Can you retype every line of the material below, character for character, with no changes?

— START OF PROVIDED RECORDS —

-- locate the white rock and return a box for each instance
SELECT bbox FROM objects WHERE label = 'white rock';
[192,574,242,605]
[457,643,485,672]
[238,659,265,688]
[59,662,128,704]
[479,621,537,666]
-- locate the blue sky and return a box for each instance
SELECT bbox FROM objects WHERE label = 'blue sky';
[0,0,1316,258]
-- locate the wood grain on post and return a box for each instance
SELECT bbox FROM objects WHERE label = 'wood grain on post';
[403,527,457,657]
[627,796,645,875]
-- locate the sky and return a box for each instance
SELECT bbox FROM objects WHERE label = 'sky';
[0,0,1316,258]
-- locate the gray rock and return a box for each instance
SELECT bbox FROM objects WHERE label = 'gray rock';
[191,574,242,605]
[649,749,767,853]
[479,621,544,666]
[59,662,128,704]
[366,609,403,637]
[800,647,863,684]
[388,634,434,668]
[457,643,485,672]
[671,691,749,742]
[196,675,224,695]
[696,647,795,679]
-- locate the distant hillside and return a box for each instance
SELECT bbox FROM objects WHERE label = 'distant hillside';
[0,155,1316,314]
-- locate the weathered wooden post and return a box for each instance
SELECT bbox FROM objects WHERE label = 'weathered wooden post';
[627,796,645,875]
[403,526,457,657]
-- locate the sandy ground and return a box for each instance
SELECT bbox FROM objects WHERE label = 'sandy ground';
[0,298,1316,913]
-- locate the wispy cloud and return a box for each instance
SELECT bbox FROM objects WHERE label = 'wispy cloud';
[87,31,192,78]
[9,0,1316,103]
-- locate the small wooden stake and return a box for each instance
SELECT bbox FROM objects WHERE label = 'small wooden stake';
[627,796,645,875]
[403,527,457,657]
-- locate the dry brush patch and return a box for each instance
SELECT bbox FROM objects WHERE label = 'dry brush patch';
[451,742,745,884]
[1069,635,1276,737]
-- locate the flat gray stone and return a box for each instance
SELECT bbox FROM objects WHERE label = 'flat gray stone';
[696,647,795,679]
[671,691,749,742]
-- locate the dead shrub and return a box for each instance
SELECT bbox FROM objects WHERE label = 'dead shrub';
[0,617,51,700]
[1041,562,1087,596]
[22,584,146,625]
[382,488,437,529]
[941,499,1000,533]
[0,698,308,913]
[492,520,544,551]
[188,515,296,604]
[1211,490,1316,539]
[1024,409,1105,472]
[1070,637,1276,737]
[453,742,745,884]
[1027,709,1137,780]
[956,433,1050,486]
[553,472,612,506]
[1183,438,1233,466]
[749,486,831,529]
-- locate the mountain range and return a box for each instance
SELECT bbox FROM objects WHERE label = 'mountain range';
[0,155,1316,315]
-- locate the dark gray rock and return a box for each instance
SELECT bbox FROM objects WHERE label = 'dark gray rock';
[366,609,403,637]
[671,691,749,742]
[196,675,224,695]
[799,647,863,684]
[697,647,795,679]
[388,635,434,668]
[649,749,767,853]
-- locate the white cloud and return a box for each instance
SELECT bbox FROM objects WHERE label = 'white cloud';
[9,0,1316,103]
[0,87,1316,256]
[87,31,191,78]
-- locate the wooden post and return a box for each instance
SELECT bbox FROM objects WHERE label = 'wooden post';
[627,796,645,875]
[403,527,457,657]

— END OF PROVIDED RECORDS —

## FINAL ANSWER
-- locate the white rock and return a box for each instance
SELECT bbox FROM objects WHERE label = 'white rock';
[192,574,242,605]
[457,643,485,672]
[238,659,265,688]
[59,662,128,704]
[479,621,537,666]
-- locate the blue sky and return a box for each instance
SELECT bbox FROM objects WHERE label = 'blue sky';
[0,0,1316,258]
-- locate the wood grain on post and return a box for each instance
SELECT bbox FROM objects WHERE label = 'wood grain on post';
[403,527,457,657]
[627,796,645,875]
-- locate the sky and return a box for each instance
SELECT bbox FROM objects WHERE label = 'sky';
[0,0,1316,258]
-- locate the gray rock and return a box for each instance
SELECT bbox FROM objects WHERE label = 'gray rock';
[191,574,242,605]
[649,749,767,853]
[479,621,544,666]
[59,662,128,704]
[366,609,403,637]
[800,647,863,684]
[388,634,434,668]
[457,643,485,672]
[671,691,749,742]
[196,675,224,695]
[696,647,795,679]
-- locate the distant hillside and return a box for each instance
SELECT bbox FROM objects WHERE label = 'distant hillside';
[0,155,1316,314]
-- locate the weathered wooden post and return a box for each instance
SELECT bbox FROM objects WHERE label = 'weathered wooden post';
[627,796,645,875]
[403,526,457,657]
-- locate the sandy ground and return a box for each instance
SELECT bbox FROM objects WHERE label = 'sandy ground';
[0,298,1316,913]
-- locate the wispy cloud and return a box for each instance
SELECT bbox FROM objects WHERE label = 'wispy cloud';
[87,31,192,78]
[9,0,1316,103]
-- locate the small wooden stake and return a box for each instance
SELECT bbox FROM objects WHERE label = 'small wooden stake';
[627,796,645,875]
[403,527,457,657]
-- locate the dry brush patch and return a box for each instance
SELECT bbox FROM objects WHERE label = 'dry brush patch';
[451,742,745,884]
[1069,635,1276,737]
-- locate the flat gray stone and return a box for each instance
SELECT bbox FROM objects WHERE label = 'flat gray stone';
[696,647,795,679]
[671,691,749,742]
-- locate the dead shrub and return a box for each instance
SELECT bbox FROM objects WHERE label = 'dead shrub';
[0,617,51,700]
[1041,562,1087,596]
[22,584,146,625]
[382,488,437,529]
[941,499,1000,533]
[0,698,308,913]
[492,520,544,551]
[188,515,296,604]
[1211,490,1316,539]
[1024,409,1105,472]
[1070,637,1276,737]
[453,742,745,884]
[1027,709,1137,780]
[956,433,1050,486]
[553,472,612,506]
[1183,438,1233,466]
[749,486,831,529]
-- locate the mountain range and return a box for each instance
SELECT bbox FROM objects WHERE label = 'mountain range';
[0,155,1316,315]
-- locate the dark gray rock and return a box for each instance
SELECT bbox FROM objects WHERE label = 'dark gray rock';
[366,609,403,637]
[671,691,749,742]
[196,675,224,695]
[799,647,863,684]
[697,647,795,679]
[388,635,434,668]
[649,749,767,853]
-- locate the white cloud and return a box for each instance
SELECT bbox FROM objects WHERE label = 'white cloud';
[9,0,1316,103]
[0,87,1316,256]
[87,31,191,78]
-- locate the wooden post and return a box for each instance
SELECT bbox FROM objects WHERE label = 'wooden post';
[627,796,645,875]
[403,527,457,657]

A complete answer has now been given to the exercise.